[Location annotation dataset excerpts]

────────────────────

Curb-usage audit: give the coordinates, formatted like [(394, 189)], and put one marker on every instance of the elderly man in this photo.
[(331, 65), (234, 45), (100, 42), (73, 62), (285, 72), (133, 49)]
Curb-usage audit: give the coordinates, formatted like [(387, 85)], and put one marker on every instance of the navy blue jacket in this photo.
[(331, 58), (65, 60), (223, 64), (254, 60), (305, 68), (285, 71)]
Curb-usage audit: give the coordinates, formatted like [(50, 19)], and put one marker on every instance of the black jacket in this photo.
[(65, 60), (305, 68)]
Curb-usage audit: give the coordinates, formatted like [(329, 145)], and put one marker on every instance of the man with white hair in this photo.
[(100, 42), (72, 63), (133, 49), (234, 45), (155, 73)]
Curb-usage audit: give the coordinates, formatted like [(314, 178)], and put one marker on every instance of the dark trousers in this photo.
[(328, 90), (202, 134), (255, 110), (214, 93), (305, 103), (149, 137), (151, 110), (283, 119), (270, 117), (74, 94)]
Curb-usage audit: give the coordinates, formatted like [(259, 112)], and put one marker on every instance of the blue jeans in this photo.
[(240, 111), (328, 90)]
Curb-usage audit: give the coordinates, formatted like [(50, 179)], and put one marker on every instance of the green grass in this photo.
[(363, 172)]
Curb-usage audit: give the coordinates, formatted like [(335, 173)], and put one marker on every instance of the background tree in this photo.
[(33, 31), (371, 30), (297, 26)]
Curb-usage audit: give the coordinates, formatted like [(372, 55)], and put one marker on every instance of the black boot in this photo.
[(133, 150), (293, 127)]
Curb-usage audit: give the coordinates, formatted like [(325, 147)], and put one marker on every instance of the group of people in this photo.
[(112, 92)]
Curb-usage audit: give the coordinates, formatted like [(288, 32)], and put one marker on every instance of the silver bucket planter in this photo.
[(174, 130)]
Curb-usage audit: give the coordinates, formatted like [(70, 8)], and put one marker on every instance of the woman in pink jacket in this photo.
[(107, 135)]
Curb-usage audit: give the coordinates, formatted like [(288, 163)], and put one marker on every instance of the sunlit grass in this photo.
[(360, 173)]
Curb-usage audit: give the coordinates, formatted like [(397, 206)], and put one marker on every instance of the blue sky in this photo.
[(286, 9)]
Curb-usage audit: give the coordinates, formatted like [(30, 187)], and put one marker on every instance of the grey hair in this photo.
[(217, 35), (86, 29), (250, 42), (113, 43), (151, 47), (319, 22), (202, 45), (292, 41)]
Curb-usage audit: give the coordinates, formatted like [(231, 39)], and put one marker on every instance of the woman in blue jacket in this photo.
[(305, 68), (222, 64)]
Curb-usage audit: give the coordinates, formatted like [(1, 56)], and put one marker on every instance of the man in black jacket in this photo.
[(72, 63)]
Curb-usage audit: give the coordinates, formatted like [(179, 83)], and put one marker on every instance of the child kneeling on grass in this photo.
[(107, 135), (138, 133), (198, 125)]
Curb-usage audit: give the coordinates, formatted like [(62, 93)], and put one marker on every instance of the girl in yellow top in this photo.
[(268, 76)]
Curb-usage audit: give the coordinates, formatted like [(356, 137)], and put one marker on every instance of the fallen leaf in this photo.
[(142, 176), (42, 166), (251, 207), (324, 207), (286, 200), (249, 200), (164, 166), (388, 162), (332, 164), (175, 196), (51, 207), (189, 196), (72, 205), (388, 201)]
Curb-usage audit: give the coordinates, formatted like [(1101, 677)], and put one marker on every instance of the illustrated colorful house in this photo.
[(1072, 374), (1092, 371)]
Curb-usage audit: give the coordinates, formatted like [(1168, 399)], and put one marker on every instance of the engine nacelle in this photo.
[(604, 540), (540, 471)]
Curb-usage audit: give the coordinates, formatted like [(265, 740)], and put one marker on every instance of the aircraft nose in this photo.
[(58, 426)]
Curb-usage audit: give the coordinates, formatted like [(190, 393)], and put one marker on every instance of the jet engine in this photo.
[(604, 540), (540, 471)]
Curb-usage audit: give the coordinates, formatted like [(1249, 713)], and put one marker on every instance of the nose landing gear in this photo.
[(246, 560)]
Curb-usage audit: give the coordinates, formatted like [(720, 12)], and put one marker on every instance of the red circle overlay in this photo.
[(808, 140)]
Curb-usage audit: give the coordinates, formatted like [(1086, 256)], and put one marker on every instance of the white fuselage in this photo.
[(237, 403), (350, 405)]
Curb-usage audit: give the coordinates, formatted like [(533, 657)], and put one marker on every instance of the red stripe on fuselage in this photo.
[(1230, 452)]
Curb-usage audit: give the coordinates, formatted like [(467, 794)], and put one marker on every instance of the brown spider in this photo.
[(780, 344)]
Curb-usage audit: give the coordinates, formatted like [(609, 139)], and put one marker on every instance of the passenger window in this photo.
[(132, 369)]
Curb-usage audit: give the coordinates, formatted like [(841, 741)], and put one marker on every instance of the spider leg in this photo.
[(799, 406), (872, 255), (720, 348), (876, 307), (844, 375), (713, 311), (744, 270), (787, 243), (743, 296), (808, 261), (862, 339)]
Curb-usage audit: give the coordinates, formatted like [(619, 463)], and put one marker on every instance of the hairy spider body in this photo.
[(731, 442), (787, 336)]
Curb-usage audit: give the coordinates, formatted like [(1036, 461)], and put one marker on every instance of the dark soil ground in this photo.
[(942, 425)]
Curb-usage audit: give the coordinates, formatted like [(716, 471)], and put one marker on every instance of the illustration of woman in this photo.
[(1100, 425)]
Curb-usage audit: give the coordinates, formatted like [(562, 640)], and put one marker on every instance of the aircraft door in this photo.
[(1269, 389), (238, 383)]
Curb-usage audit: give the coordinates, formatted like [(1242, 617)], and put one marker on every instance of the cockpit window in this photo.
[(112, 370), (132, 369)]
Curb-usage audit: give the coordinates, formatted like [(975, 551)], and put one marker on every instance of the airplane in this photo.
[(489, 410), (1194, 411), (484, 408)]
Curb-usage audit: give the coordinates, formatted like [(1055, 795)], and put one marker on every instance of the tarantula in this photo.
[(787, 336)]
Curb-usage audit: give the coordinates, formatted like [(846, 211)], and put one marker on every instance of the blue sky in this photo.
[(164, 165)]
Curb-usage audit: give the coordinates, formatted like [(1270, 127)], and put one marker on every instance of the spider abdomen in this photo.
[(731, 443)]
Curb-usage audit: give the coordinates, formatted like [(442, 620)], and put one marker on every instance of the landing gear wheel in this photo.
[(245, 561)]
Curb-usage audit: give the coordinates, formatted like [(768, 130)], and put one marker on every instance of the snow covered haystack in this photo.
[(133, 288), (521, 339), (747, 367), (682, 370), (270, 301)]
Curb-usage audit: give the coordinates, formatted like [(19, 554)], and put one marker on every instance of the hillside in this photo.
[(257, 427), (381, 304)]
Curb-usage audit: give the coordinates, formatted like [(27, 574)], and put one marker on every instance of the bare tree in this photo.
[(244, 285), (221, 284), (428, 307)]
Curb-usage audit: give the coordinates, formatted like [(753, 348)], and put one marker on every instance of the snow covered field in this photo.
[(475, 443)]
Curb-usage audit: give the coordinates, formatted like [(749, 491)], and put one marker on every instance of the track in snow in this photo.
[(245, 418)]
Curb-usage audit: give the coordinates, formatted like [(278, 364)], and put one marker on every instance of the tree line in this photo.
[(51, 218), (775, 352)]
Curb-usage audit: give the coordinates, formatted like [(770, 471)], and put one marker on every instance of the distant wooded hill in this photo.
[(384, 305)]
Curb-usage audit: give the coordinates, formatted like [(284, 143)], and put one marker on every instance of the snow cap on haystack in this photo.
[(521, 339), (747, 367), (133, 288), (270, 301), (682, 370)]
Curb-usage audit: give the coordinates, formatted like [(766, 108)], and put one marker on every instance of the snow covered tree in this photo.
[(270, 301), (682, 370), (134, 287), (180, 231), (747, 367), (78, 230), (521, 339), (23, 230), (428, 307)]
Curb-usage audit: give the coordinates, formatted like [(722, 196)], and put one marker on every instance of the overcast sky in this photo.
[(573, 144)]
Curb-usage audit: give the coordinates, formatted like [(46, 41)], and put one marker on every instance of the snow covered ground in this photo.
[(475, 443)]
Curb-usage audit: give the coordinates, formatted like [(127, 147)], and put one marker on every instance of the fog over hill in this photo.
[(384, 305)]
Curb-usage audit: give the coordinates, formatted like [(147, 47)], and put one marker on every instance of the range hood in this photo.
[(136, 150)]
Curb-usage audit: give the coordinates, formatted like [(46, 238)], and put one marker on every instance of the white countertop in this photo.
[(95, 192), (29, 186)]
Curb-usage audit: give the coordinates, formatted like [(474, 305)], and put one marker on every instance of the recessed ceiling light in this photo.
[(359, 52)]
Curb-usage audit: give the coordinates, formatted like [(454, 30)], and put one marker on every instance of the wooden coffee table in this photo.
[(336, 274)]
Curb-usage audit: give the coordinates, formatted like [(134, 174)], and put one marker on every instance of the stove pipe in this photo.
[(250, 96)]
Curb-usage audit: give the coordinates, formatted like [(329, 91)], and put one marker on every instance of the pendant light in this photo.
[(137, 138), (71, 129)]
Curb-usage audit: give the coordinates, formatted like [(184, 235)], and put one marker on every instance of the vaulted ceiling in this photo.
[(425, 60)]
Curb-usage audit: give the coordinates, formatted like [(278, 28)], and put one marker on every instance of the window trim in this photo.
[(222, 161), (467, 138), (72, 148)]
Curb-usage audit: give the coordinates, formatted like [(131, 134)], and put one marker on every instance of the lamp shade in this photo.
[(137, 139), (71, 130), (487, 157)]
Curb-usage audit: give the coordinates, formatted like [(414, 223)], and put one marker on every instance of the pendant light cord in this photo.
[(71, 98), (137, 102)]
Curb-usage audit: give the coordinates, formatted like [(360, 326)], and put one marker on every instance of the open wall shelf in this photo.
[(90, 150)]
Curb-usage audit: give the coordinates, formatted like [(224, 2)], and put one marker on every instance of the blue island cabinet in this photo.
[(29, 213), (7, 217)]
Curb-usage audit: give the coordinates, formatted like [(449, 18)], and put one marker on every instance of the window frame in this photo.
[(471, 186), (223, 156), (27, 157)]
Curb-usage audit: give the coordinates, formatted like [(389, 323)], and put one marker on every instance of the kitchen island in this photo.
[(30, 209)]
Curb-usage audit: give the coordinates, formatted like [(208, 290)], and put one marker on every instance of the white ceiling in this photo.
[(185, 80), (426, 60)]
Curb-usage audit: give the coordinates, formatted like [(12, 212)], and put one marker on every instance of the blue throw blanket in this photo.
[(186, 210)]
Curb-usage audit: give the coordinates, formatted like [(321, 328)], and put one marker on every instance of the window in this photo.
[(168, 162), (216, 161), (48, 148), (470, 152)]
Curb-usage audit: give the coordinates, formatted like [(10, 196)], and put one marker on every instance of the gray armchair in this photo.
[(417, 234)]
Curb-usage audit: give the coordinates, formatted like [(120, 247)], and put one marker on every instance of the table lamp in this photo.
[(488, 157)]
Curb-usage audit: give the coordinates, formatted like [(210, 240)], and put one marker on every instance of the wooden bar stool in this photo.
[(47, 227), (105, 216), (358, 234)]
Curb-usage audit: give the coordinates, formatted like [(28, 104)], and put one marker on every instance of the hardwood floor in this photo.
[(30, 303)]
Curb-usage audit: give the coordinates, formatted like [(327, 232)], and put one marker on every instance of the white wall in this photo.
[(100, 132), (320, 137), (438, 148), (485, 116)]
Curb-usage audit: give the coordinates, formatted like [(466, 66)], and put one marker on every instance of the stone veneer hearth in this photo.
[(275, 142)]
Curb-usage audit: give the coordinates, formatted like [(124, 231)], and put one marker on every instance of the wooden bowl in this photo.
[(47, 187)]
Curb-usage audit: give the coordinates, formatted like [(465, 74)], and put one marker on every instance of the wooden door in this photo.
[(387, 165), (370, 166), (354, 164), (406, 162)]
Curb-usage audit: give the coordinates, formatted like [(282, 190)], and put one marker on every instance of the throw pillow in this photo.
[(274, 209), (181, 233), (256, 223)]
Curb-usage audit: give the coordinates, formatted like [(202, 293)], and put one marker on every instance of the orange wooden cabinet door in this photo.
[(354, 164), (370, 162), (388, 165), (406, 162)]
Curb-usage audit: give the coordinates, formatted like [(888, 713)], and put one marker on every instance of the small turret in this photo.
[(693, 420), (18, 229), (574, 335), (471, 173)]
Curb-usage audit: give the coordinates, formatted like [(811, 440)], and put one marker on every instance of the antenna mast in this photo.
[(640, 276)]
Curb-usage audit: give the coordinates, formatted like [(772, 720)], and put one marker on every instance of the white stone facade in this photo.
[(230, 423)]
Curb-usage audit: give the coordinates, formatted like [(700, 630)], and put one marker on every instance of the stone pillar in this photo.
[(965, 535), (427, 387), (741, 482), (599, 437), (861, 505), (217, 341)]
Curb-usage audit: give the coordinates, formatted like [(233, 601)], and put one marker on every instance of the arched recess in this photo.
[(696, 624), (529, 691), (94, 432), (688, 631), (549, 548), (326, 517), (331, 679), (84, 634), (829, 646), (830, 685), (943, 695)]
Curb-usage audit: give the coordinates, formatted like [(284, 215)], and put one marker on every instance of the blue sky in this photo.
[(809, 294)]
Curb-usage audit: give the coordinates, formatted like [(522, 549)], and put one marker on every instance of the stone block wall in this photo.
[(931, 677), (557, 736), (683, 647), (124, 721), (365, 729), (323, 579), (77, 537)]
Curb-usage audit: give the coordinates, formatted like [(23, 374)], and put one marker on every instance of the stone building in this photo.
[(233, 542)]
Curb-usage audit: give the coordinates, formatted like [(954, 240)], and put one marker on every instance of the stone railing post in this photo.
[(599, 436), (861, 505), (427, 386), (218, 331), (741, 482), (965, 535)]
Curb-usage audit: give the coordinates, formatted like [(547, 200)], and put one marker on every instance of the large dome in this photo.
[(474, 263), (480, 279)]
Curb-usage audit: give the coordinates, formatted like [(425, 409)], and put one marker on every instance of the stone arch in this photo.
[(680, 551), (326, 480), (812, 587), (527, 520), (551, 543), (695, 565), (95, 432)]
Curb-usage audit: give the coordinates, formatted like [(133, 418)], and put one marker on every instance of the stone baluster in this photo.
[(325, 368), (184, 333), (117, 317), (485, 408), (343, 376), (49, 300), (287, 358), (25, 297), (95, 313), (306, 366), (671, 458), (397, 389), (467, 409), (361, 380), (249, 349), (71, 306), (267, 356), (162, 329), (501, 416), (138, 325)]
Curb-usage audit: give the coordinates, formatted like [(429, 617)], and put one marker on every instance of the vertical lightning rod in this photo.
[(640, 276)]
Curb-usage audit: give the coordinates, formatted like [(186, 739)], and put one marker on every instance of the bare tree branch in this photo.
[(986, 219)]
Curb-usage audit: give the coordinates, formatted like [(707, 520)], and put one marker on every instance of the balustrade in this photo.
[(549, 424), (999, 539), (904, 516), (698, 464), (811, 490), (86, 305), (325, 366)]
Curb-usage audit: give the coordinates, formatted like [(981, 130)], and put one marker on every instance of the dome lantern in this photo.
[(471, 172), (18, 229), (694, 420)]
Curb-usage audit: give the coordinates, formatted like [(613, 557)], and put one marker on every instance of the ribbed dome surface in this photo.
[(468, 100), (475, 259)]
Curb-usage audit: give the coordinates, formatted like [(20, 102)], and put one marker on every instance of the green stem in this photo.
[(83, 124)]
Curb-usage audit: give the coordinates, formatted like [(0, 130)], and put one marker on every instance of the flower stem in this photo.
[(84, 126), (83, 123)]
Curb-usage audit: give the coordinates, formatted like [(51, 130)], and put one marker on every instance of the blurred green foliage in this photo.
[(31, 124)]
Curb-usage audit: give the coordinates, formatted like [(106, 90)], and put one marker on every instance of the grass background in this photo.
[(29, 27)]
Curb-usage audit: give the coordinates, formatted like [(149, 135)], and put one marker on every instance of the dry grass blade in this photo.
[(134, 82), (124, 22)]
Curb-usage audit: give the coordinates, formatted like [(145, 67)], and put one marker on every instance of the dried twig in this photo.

────────────────────

(To be done):
Format the data as a numbered list, starting with the line that contains "boot in this photo." and going on through the line that contains "[(112, 92)]", with both of those lines included. Leave out any blank lines.

(Final result):
1. Curb-usage audit: give the coordinates, formatted like [(372, 55)], and put one marker on every instance of the black boot in this photo.
2. [(133, 150), (293, 127)]
3. Curb-usage audit: give the coordinates, formatted like [(325, 147)], and put one marker on every instance of the group of people in this photo.
4. [(112, 92)]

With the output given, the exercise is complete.